Exercise - Locate the line that contains "# point at: black background", then copy it and all later lines of the data below exactly, through the last one.

• • • • •

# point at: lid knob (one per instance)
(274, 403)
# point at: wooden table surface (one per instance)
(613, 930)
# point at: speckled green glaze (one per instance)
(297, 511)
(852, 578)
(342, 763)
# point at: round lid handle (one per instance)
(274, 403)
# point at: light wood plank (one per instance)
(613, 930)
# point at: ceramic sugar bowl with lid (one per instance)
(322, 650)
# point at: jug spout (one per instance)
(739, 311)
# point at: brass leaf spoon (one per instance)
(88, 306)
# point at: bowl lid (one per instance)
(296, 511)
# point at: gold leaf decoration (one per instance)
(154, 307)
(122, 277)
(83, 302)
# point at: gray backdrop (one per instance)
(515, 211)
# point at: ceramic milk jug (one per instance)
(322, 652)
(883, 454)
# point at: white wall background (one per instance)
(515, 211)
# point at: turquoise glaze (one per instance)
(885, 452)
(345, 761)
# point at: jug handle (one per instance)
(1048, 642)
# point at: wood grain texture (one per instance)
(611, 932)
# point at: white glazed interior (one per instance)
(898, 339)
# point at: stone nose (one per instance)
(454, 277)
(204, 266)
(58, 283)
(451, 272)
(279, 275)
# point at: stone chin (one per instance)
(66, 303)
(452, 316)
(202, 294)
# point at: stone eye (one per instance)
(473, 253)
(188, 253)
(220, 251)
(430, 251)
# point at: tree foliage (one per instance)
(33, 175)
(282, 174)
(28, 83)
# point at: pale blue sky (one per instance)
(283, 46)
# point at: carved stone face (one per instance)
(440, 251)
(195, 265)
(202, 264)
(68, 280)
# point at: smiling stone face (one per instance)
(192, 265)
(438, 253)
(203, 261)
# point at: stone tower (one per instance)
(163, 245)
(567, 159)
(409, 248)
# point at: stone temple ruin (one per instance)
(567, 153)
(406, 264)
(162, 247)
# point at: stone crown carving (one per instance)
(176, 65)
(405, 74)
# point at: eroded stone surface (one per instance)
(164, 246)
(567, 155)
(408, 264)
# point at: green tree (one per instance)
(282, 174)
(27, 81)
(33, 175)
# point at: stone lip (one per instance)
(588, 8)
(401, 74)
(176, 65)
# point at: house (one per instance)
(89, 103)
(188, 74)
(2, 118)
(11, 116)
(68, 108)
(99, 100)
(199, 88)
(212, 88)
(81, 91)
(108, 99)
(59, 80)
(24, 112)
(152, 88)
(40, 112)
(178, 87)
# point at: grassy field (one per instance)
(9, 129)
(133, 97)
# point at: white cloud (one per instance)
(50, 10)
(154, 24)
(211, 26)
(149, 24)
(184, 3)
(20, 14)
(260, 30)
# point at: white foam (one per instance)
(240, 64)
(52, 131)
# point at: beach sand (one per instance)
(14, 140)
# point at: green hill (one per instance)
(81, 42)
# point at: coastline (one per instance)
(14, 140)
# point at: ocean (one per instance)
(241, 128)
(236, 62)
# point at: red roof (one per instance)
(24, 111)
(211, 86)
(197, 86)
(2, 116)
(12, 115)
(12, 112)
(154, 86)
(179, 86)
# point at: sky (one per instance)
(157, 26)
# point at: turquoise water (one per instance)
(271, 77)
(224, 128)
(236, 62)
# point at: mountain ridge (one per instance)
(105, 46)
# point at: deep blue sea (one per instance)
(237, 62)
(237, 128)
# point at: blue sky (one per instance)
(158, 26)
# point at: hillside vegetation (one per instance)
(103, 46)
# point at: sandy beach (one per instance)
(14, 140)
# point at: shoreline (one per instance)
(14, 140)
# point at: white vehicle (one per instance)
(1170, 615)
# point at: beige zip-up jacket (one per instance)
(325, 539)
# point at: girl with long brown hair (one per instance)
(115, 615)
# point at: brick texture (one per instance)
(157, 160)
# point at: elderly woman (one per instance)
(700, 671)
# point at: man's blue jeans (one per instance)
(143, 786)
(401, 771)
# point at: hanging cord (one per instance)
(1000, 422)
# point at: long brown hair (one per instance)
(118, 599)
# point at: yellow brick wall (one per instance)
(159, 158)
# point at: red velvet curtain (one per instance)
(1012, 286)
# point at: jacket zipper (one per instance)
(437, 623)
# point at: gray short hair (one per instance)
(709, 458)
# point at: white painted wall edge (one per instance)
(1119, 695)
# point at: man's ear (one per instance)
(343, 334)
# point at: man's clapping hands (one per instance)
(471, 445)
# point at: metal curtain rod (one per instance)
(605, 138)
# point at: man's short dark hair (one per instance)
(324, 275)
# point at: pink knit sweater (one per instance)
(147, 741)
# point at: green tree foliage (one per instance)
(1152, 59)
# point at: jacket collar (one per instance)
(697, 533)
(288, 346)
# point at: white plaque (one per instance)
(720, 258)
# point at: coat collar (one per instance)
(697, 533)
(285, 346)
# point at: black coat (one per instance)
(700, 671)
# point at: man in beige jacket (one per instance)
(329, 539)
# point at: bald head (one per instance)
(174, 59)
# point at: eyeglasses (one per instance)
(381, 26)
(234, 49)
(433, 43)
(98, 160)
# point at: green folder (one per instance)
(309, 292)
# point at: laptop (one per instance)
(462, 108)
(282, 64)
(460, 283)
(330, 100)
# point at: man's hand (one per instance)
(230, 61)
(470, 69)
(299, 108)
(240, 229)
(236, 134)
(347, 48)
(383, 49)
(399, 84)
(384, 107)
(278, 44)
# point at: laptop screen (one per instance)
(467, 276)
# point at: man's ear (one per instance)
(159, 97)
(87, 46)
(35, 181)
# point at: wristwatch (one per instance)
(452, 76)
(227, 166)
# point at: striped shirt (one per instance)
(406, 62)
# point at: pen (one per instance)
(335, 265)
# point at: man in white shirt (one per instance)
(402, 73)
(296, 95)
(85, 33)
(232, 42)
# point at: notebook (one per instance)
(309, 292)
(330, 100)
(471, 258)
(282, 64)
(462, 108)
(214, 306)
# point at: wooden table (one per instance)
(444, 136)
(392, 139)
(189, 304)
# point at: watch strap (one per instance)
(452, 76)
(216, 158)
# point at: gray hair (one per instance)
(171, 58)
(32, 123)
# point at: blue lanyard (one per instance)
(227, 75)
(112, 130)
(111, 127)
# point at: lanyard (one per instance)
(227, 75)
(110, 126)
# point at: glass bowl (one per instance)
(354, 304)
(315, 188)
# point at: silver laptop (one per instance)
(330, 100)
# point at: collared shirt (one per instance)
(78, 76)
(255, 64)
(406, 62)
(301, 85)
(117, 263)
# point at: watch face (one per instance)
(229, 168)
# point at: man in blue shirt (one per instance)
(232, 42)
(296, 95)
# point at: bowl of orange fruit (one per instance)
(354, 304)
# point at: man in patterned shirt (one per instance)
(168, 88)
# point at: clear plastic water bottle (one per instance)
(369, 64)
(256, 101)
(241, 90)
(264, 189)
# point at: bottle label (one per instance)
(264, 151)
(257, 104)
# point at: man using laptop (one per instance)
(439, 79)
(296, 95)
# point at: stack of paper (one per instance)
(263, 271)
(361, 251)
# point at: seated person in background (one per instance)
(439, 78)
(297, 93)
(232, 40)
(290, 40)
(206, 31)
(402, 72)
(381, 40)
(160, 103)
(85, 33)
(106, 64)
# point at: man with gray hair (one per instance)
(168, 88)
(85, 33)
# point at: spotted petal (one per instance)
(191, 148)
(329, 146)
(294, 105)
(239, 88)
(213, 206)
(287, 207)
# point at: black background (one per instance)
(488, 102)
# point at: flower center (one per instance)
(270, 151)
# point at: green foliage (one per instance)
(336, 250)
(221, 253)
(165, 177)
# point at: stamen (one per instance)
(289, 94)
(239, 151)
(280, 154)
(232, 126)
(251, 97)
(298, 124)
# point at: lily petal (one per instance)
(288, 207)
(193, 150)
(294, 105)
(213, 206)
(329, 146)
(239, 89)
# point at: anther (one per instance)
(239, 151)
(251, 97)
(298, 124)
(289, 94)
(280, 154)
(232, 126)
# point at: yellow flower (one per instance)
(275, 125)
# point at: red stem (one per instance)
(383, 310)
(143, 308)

• • • • •

Answer for this exercise -
# point at: black background (one per instance)
(488, 102)
# point at: flower center (one per instance)
(270, 151)
# point at: green foliage (one per instance)
(336, 250)
(221, 253)
(165, 177)
# point at: stamen (one per instance)
(289, 94)
(239, 151)
(280, 154)
(232, 126)
(251, 97)
(298, 124)
# point at: lily petal (one per instance)
(288, 207)
(193, 150)
(294, 105)
(213, 206)
(329, 146)
(239, 89)
# point at: anther (one per instance)
(239, 151)
(251, 97)
(298, 124)
(289, 94)
(280, 154)
(232, 126)
# point at: yellow flower (one per instance)
(275, 125)
# point at: red stem (one per instance)
(383, 310)
(143, 308)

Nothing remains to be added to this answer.